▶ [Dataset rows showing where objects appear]
####
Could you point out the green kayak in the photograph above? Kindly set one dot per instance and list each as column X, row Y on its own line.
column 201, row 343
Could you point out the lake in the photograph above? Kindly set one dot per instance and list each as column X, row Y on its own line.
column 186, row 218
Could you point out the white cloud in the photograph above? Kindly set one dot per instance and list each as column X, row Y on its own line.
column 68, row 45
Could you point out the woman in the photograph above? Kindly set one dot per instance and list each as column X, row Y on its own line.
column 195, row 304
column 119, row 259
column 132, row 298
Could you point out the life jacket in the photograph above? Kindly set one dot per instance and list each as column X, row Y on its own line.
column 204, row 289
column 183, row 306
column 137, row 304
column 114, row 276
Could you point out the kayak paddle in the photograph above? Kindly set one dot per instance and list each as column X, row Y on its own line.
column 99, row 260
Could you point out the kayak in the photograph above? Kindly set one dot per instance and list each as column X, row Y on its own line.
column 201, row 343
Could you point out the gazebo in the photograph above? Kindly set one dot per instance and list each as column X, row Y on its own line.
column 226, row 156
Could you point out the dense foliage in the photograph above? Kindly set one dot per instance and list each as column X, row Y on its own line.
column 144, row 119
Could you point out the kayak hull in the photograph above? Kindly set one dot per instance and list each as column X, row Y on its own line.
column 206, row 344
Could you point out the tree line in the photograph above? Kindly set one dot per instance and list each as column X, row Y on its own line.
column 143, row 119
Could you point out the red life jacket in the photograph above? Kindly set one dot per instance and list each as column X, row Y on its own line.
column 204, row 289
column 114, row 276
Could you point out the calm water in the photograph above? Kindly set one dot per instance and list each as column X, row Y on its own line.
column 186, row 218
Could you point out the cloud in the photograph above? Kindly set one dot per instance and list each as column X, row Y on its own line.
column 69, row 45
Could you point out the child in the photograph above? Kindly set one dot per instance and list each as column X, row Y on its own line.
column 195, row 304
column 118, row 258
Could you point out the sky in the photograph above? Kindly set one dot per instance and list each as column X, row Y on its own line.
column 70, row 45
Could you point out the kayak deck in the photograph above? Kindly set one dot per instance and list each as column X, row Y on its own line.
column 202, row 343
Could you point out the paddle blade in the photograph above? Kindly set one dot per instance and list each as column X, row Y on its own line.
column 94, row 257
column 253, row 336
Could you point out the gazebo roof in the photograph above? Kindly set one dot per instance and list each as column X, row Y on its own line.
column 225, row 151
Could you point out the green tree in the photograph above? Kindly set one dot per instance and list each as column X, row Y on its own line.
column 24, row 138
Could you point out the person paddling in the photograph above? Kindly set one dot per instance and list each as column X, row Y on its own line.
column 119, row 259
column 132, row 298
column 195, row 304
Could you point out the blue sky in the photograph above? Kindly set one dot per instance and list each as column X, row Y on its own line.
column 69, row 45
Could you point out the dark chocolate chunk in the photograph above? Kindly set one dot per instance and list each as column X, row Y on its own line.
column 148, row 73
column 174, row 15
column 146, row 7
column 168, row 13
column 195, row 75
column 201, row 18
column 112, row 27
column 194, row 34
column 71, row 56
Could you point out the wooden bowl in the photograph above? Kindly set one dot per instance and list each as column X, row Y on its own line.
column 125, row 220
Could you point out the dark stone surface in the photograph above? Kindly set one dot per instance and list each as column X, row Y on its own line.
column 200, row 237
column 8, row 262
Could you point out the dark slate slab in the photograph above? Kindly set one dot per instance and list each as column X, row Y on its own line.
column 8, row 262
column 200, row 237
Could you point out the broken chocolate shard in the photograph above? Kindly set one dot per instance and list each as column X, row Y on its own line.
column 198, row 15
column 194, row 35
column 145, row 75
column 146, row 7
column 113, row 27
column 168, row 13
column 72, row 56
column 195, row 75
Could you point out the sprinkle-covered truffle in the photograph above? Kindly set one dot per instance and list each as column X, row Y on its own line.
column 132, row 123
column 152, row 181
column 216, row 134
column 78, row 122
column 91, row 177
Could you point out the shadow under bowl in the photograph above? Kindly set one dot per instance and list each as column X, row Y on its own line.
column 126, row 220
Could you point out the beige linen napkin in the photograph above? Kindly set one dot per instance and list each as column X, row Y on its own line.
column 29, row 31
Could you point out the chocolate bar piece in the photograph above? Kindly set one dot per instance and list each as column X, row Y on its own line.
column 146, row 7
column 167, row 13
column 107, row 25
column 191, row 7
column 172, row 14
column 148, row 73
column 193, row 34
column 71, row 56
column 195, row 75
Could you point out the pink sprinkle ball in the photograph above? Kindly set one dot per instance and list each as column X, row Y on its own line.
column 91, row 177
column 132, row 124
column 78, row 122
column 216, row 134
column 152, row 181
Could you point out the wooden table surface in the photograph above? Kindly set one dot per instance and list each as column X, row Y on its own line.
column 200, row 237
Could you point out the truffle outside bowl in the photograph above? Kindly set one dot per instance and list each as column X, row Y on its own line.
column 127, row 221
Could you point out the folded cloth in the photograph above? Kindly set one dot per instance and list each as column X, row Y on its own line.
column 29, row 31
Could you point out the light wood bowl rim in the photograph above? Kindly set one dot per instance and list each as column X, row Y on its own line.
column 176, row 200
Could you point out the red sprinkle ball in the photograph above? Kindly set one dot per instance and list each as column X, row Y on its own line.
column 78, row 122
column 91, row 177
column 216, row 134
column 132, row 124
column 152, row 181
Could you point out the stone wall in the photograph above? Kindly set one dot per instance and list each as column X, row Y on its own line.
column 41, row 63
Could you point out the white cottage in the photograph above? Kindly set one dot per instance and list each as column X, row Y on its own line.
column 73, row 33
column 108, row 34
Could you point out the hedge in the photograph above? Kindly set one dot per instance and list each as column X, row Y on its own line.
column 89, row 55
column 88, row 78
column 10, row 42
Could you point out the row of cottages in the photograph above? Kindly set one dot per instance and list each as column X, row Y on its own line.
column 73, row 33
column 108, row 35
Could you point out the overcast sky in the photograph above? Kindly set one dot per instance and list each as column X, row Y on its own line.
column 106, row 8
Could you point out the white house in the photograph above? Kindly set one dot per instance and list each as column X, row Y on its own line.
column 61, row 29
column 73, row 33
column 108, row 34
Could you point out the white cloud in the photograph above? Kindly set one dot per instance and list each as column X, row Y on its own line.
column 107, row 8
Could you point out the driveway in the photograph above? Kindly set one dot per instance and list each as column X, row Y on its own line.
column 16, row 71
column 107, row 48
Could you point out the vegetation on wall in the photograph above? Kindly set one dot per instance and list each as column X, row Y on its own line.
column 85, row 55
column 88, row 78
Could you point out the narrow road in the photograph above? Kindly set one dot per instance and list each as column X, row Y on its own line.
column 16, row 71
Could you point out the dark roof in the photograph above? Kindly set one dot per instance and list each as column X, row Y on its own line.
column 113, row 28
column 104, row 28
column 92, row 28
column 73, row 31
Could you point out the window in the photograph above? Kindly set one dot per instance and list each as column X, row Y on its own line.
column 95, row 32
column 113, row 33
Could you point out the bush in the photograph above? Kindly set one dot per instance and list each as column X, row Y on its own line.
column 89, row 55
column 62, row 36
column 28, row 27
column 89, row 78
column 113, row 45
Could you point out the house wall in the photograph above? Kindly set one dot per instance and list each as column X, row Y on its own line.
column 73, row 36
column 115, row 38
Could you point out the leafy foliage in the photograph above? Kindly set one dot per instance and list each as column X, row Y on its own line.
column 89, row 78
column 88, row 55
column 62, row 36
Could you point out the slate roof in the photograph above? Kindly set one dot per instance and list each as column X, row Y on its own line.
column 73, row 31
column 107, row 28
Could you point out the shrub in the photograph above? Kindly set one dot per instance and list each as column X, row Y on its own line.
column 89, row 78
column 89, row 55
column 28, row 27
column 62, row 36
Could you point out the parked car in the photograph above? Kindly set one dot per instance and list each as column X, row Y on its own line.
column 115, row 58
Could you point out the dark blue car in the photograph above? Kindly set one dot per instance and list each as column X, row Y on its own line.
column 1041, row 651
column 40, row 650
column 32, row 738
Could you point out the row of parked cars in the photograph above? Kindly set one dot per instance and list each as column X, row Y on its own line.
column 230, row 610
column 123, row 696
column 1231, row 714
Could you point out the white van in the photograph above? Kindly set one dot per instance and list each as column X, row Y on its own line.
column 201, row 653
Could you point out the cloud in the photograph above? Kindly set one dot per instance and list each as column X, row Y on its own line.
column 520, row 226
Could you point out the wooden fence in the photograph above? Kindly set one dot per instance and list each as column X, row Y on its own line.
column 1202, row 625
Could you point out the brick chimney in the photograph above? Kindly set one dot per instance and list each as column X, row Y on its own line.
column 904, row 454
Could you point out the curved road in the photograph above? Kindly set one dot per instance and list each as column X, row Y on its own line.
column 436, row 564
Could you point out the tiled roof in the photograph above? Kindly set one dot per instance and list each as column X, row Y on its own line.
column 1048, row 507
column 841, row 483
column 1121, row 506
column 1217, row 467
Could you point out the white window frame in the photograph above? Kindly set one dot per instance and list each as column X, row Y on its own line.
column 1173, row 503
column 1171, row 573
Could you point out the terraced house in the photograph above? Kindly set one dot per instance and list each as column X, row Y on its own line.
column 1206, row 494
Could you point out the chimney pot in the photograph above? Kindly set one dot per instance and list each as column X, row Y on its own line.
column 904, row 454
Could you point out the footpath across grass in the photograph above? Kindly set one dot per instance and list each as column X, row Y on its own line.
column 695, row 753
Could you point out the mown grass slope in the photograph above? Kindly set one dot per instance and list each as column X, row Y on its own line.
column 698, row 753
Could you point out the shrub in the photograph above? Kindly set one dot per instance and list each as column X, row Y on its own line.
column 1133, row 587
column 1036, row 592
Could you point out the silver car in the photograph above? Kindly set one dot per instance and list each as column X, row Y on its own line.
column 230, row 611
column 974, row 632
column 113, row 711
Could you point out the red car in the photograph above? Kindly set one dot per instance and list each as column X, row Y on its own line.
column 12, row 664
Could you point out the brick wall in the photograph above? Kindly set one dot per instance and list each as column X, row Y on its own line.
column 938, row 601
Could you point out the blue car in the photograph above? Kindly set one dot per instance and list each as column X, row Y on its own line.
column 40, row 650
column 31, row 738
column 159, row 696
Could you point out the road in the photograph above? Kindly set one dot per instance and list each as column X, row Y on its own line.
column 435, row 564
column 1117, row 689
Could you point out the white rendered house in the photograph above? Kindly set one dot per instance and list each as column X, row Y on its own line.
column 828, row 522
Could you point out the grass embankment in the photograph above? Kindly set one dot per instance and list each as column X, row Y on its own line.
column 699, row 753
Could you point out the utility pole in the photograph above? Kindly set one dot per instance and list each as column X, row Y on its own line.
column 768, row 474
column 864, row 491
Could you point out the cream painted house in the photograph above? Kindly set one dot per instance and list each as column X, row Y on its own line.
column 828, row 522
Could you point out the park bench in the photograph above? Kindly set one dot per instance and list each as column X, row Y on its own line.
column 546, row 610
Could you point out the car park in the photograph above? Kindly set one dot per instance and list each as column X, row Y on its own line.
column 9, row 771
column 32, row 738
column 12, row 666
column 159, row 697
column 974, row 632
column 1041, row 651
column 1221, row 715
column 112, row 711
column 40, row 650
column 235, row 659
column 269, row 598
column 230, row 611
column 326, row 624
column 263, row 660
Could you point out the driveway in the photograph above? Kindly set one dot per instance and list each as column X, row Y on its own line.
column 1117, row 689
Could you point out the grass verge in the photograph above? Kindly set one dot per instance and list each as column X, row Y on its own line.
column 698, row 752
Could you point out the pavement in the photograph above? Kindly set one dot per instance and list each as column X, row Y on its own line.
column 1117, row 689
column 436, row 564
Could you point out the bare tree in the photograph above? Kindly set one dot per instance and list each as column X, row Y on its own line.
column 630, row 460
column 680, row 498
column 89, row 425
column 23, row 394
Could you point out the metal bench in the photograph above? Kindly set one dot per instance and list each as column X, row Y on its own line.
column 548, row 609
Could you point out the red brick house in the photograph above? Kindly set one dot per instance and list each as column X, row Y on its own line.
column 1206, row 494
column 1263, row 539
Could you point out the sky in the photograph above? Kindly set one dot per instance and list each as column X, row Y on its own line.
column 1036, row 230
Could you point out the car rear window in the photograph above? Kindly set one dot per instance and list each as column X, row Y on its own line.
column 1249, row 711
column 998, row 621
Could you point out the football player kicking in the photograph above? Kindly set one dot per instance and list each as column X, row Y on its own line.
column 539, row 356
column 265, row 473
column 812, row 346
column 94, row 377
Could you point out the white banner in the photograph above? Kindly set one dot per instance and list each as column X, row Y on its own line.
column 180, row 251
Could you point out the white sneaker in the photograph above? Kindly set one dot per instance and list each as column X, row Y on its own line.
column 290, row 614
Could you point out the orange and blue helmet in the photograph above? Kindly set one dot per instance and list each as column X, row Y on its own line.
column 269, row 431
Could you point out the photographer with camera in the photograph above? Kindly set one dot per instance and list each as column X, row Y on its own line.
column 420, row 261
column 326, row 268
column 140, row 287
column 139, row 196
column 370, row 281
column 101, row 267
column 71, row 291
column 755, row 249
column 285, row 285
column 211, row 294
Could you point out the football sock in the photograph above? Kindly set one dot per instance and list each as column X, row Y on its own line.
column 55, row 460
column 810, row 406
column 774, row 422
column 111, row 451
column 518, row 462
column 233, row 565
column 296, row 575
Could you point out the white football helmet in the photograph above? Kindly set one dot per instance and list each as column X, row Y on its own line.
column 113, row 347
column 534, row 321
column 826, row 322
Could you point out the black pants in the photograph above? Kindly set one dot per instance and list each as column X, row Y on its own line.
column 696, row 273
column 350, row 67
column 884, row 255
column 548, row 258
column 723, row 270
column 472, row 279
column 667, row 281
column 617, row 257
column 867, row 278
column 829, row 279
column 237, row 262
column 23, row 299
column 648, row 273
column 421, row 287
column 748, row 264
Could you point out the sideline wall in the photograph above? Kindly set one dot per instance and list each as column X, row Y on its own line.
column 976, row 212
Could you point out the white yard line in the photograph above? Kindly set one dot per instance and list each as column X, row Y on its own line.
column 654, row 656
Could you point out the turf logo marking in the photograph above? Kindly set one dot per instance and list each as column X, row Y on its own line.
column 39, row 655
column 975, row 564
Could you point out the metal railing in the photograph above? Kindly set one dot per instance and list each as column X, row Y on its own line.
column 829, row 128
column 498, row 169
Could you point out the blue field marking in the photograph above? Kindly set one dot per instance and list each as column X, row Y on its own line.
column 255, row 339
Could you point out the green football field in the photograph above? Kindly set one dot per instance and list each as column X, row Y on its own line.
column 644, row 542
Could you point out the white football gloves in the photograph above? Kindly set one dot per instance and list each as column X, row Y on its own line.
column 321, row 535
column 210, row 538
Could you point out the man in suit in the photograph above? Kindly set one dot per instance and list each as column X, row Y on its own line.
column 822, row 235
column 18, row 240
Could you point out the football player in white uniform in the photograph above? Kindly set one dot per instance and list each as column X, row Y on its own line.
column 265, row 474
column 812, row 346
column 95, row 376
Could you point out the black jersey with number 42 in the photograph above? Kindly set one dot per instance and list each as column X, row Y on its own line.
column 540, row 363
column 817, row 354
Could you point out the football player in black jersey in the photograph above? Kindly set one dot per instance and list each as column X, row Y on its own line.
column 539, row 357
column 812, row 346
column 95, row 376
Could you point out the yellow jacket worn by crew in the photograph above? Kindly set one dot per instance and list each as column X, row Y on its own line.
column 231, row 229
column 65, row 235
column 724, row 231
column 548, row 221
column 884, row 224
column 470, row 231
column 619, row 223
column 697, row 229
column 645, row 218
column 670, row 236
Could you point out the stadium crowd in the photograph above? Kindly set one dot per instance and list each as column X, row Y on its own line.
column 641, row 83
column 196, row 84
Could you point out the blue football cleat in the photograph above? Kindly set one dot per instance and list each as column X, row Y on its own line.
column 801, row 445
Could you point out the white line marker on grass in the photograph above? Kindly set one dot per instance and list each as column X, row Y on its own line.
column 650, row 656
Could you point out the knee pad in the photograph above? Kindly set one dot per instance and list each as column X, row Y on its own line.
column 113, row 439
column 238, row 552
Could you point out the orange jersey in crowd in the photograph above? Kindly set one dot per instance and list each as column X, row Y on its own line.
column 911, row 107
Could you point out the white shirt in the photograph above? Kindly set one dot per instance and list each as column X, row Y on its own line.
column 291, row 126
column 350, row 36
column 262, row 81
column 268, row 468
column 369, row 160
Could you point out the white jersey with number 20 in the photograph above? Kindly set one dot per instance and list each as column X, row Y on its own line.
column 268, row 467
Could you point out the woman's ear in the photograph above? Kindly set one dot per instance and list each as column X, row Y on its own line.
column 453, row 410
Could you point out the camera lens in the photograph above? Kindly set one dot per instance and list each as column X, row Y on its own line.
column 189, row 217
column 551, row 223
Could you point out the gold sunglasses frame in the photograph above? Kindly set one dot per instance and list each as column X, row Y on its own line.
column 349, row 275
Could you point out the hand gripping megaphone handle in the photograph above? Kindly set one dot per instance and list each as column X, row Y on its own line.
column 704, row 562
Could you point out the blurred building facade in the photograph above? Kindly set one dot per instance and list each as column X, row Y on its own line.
####
▶ [Short exercise] Please copy out everything from the line containing "Could you point out the narrow" down to the line containing "column 113, row 33", both of those lines included.

▶ [Task result]
Could you point out the narrow road in the photograph above? Kindly set one dot per instance and list each as column X, row Y on its own line.
column 16, row 71
Could you point out the dark roof in the photograph above? Kindly set one dot per instance and list each as column X, row Y on its own line.
column 113, row 28
column 104, row 28
column 92, row 28
column 73, row 31
Could you point out the window in the photograph above? Kindly set one dot per instance and list each as column X, row Y on its own line.
column 95, row 32
column 113, row 33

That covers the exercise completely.